- _Stored rows_
** Start **

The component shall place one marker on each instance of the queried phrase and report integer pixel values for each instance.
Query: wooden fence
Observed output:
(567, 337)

** End **
** Start **

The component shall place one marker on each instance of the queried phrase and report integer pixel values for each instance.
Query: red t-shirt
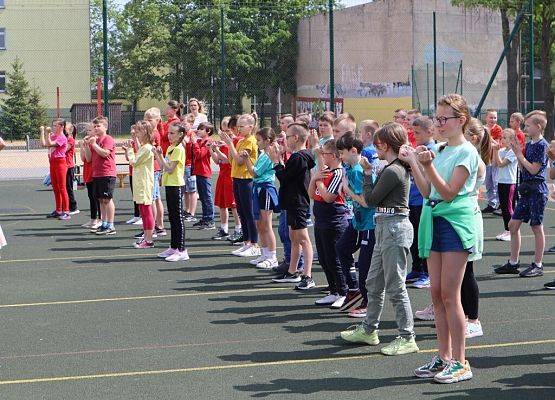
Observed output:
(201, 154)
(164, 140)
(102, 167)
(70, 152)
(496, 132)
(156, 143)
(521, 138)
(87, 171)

** End **
** Start **

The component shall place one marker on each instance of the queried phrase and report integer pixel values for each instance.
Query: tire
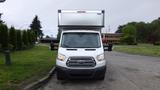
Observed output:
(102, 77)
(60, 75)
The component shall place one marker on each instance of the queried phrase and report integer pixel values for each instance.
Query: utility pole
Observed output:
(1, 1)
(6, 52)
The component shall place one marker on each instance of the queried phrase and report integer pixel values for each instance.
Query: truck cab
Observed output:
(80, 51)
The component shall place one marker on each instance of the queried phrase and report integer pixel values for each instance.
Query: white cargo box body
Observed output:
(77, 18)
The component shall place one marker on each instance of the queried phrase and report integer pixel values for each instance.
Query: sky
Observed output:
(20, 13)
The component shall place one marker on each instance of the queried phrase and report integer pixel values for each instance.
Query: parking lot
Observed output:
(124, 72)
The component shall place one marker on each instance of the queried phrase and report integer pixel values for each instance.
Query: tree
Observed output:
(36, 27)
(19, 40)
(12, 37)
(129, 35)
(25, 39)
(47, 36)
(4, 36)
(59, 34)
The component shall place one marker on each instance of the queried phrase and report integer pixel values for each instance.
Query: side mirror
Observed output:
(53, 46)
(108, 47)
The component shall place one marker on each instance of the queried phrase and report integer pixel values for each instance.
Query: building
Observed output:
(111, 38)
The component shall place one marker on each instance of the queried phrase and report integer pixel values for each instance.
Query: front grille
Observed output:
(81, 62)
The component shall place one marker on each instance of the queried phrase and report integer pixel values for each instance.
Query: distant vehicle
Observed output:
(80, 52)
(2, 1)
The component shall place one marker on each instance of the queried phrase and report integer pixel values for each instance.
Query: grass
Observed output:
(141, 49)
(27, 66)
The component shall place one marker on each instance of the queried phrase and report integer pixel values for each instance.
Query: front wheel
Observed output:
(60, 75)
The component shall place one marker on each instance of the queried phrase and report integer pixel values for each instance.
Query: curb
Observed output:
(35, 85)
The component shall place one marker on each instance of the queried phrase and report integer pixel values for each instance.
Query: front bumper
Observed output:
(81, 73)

** End **

- _Exercise objective_
Report each line of the records above that contains the string "front", copying every such line in full; treat uppercase and lowercase as different.

- _Final result_
Query: front grille
Query: front wheel
Query: front bumper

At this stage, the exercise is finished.